■ Problem statement
Render the data below as a Markdown table with the columns "Row" and "Line," putting each line in its own numbered row and leaving out blank lines.

========================

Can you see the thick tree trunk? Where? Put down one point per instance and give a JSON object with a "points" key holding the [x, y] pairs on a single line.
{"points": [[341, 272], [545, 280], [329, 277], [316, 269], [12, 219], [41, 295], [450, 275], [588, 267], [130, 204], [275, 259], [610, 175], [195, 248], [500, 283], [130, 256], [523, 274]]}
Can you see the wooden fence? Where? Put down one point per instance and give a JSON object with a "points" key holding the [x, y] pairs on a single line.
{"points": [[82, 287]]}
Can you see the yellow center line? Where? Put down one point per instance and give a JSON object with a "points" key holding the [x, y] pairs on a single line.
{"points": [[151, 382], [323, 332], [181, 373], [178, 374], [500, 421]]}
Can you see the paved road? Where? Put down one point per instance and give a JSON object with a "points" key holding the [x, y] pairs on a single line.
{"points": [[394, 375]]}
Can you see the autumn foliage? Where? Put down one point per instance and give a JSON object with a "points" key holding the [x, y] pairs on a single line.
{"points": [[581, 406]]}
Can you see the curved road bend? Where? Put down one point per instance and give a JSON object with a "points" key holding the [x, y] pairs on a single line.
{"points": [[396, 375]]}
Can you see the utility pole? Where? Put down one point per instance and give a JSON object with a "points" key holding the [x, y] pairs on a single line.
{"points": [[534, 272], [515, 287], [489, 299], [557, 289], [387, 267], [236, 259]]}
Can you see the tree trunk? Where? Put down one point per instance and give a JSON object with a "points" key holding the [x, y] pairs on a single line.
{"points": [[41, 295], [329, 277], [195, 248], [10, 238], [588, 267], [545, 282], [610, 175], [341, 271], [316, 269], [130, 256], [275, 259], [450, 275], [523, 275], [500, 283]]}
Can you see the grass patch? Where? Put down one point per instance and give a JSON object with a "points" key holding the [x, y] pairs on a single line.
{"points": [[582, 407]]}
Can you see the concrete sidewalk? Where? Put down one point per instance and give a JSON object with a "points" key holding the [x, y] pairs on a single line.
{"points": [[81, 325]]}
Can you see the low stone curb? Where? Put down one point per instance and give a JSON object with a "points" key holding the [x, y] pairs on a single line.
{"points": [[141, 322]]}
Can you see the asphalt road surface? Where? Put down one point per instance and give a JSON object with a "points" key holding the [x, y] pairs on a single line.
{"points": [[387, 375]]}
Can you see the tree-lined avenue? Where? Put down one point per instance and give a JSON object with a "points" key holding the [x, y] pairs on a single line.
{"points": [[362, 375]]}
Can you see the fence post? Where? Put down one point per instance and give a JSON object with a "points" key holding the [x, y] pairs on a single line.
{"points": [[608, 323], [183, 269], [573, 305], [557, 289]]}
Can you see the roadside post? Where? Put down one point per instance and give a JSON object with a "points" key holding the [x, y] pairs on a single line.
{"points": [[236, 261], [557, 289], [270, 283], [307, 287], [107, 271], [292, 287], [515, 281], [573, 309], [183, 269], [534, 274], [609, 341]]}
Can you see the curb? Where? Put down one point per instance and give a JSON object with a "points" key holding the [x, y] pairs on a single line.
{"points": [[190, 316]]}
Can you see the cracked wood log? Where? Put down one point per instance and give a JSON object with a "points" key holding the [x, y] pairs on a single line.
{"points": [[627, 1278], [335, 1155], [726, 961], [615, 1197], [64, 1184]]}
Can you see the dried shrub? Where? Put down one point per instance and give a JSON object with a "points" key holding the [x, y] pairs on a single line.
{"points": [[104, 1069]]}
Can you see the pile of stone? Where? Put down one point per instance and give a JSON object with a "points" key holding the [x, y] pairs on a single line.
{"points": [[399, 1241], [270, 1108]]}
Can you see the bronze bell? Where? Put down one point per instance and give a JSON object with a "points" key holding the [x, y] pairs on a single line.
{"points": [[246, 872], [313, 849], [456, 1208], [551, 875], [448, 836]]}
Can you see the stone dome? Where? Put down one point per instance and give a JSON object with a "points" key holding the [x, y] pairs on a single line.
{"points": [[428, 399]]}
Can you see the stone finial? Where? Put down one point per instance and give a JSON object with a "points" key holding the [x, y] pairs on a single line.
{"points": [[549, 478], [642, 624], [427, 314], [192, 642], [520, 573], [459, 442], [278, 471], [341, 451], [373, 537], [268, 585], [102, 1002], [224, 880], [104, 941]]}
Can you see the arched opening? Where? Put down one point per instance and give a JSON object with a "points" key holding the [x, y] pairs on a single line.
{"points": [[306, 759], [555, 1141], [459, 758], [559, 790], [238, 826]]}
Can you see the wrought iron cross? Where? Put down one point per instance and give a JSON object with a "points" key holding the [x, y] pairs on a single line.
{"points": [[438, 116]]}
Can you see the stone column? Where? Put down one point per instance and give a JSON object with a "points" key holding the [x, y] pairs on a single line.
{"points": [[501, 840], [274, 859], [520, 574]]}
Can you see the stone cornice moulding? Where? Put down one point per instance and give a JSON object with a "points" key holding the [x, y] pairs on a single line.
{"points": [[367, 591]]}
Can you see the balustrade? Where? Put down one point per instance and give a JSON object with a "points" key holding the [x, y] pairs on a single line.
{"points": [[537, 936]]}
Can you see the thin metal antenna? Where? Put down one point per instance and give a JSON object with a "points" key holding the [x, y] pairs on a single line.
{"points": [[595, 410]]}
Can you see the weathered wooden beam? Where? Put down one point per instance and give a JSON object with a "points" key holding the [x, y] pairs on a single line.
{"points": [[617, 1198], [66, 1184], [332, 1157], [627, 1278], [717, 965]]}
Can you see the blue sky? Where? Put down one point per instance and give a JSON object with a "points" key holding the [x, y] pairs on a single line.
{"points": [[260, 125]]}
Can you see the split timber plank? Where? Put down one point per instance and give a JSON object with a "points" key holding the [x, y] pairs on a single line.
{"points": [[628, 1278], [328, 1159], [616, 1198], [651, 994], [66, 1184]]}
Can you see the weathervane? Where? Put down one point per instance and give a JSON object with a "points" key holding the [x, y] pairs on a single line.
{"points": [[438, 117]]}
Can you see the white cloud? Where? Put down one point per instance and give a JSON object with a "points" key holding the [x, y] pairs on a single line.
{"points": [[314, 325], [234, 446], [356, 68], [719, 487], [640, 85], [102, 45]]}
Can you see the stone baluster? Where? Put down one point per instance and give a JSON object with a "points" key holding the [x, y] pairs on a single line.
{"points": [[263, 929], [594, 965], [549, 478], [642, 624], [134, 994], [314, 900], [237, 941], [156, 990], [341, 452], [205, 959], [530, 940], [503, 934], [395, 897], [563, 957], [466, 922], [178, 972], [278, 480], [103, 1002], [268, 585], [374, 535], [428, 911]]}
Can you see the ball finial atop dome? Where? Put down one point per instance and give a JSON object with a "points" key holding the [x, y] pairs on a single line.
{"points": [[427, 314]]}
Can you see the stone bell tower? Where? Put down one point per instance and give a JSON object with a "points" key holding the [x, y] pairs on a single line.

========================

■ Complete output
| Row | Line |
|---|---|
| 1 | Can you see the thick tree trunk? Where? Put down one point per instance and give a JSON object with a "points" key holding the [x, y] pairs on a single line. |
| 2 | {"points": [[341, 272], [545, 280], [329, 277], [316, 269], [12, 219], [41, 295], [450, 275], [588, 267], [130, 204], [275, 259], [610, 175], [195, 248], [500, 283], [130, 256], [523, 274]]} |
| 3 | Can you see the wooden fence? Where? Put down one point per instance and give a JSON object with a "points" key holding the [x, y] pairs on a single line. |
| 4 | {"points": [[82, 287]]} |
| 5 | Can you see the yellow center line? Where? Put down one point per instance and give a JSON object with a "points" key holding the [x, y] pairs on a single line. |
| 6 | {"points": [[151, 382], [323, 332], [181, 373], [178, 374], [500, 421]]} |
| 7 | Can you see the paved road? Where? Put down one point per instance and give a JSON object with a "points" key holding the [x, y] pairs on a single line. |
| 8 | {"points": [[394, 375]]} |
| 9 | Can you see the autumn foliage? Where? Put down one point per instance and give a JSON object with a "points" key holding the [x, y] pairs on a single line. |
| 10 | {"points": [[581, 406]]} |
| 11 | Can you see the curved road bend? Where? Put down one point per instance and give a JSON object with a "points" key holding the [x, y] pairs on a single line. |
| 12 | {"points": [[396, 375]]} |
| 13 | Can you see the utility pole? Where? Put down one point per instance and give a JSON object with a "points" key holding the [x, y] pairs on a single line. |
| 14 | {"points": [[534, 272], [515, 287], [489, 299], [557, 289], [387, 267], [236, 259]]} |
| 15 | Can you see the tree trunk? Where? Put down one point per instance and give a JSON object with a "points" key holding the [x, y] pairs on a single line. |
| 16 | {"points": [[41, 295], [329, 277], [195, 248], [10, 238], [588, 267], [545, 282], [610, 175], [341, 271], [316, 269], [130, 256], [275, 259], [450, 275], [523, 275], [500, 283]]} |
| 17 | Can you see the grass patch? Where? Put down one point per instance and give a JSON object with a "points" key holding the [x, y] pairs on a single line. |
| 18 | {"points": [[582, 407]]} |
| 19 | Can you see the concrete sidewalk? Where? Put down one point per instance and give a JSON object with a "points" key holding the [x, y] pairs on a single line. |
| 20 | {"points": [[81, 325]]} |
| 21 | Can you see the low stone curb? Where? Put down one point per instance and give a JSON object with a "points" key holding the [x, y] pairs on a single line. |
| 22 | {"points": [[141, 322]]} |
| 23 | Can you see the asphalt road surface? Where? Put down one point per instance and give a JSON object with a "points" key holding the [x, y] pairs on a single line. |
| 24 | {"points": [[387, 375]]} |
| 25 | Can you see the tree-lined avenue? Where? Put down one point per instance and give a JSON object with a "points" key holding the [x, y] pairs on a single line. |
| 26 | {"points": [[362, 375]]} |
| 27 | Can you see the fence post? Where? Put down one point per instance and give a JSON object with a "points" key holding the [x, y] pairs on a single line. |
| 28 | {"points": [[608, 323], [183, 269], [573, 305], [557, 289]]} |
| 29 | Can you see the roadside post? Where? Put down one point per instance and give a JSON object with a "points" key holding the [x, y] pairs on a single line. |
| 30 | {"points": [[236, 261], [557, 289], [270, 283], [307, 287], [107, 271], [292, 287], [515, 281], [573, 309], [183, 269], [534, 274], [609, 341]]} |
| 31 | Can you see the curb? Where? Put down one point per instance and give a JSON object with a "points" key holding the [x, y] pairs on a single line. |
| 32 | {"points": [[190, 316]]} |
| 33 | Can you see the cracked wood log? Where? Put down one point per instance and give a JSON object with a "points" key holding the [x, y] pairs on a single line. |
| 34 | {"points": [[627, 1278], [335, 1155], [726, 961], [615, 1197], [64, 1184]]} |
| 35 | Can you see the dried shrub? Where? Put down one point per instance and give a JSON object with a "points" key holding the [x, y] pairs on a single line. |
| 36 | {"points": [[104, 1069]]} |
| 37 | Can you see the pile of stone? Where? Put down one point per instance and give a JSON object with a "points" key holding the [x, y] pairs on a single line. |
| 38 | {"points": [[399, 1241], [270, 1108]]} |
| 39 | Can you see the bronze bell? Where? Put down one point per instance and give a JSON object with a "points" key holding the [x, y] pairs on a single line. |
| 40 | {"points": [[246, 872], [313, 849], [456, 1208], [551, 875], [448, 836]]} |
| 41 | Can you see the stone dome? Where? Put down one point per instance and give a JSON object with a "points" key holding the [x, y] pairs on a single line. |
| 42 | {"points": [[428, 399]]} |
| 43 | Can you see the stone finial? Where? Put down one point per instance and give a JSON object with a "points" key holding the [x, y] pairs on a single line. |
| 44 | {"points": [[549, 478], [642, 624], [427, 314], [192, 642], [520, 573], [459, 442], [278, 471], [341, 451], [373, 537], [268, 585], [102, 1002], [224, 880], [104, 941]]} |
| 45 | Can you see the arched opening? Where? Put down one point per instance and give a JSON object with a "points" key holding the [x, y] pairs on a single line. |
| 46 | {"points": [[306, 759], [555, 1141], [459, 758], [559, 790], [238, 826]]} |
| 47 | Can you see the wrought iron cross? Where? Put down one point per instance and give a JSON object with a "points" key holding the [x, y] pairs on a single line. |
| 48 | {"points": [[438, 116]]} |
| 49 | Can you see the stone column? Where? Put down one point per instance and give a JSON object with a "points" key holding the [x, y] pairs on a single line. |
| 50 | {"points": [[501, 840], [274, 859], [520, 574]]} |
| 51 | Can you see the stone cornice moulding? Where? Put down one point per instance and give a JSON object with a "points" key holding the [x, y] pairs on a single line. |
| 52 | {"points": [[367, 591]]} |
| 53 | Can you see the balustrade? Where? Put down one point per instance and give a JSON object with a "points" key holding the [x, y] pairs on a single line. |
| 54 | {"points": [[537, 936]]} |
| 55 | Can you see the thin metal antenna? Where? Put down one point per instance and give a JSON object with a "points" key holding the [x, y] pairs on a single line. |
| 56 | {"points": [[595, 410]]} |
| 57 | Can you see the weathered wooden beam? Where? Put down one point per instance and give a JSON object with a "points" key holding the [x, y] pairs on a single line. |
| 58 | {"points": [[617, 1198], [66, 1184], [332, 1157], [627, 1278], [717, 965]]} |
| 59 | Can you see the blue sky? Where? Put down one point per instance and give a JSON object with a "points" key holding the [x, y] pairs on a single line. |
| 60 | {"points": [[260, 125]]} |
| 61 | Can you see the split timber plank? Where? Put down one point per instance and give a JSON object with a "points" key holding the [x, y] pairs on a single line. |
| 62 | {"points": [[628, 1278], [328, 1159], [616, 1198], [651, 994], [66, 1184]]} |
| 63 | Can you see the weathervane? Where? Put down one point per instance and give a JSON object with a "points" key holding the [x, y] pairs on a single line. |
| 64 | {"points": [[438, 117]]} |
| 65 | Can you see the white cloud? Where? Put down one point per instance and give a JSON object with a "points" key holding the [x, y] pairs on a single line. |
| 66 | {"points": [[314, 325], [234, 446], [356, 68], [719, 487], [640, 85], [102, 45]]} |
| 67 | Can you see the stone baluster? Where? Put down one point per instance and give a JSON object with a "points" key holding the [x, y] pairs on a single line. |
| 68 | {"points": [[263, 929], [594, 965], [549, 478], [642, 624], [134, 994], [314, 900], [237, 941], [156, 990], [341, 452], [205, 959], [530, 940], [503, 934], [395, 897], [563, 957], [466, 922], [178, 972], [278, 480], [103, 1002], [268, 585], [374, 535], [428, 911]]} |
| 69 | Can you see the ball finial atop dome? Where? Put down one point per instance and give a JSON object with a "points" key holding the [x, y] pairs on a single line. |
| 70 | {"points": [[427, 314]]} |
| 71 | Can you see the stone bell tower? Where? Put down one point per instance and give a JSON object with a "points" key holding the [x, y] pairs on a single line. |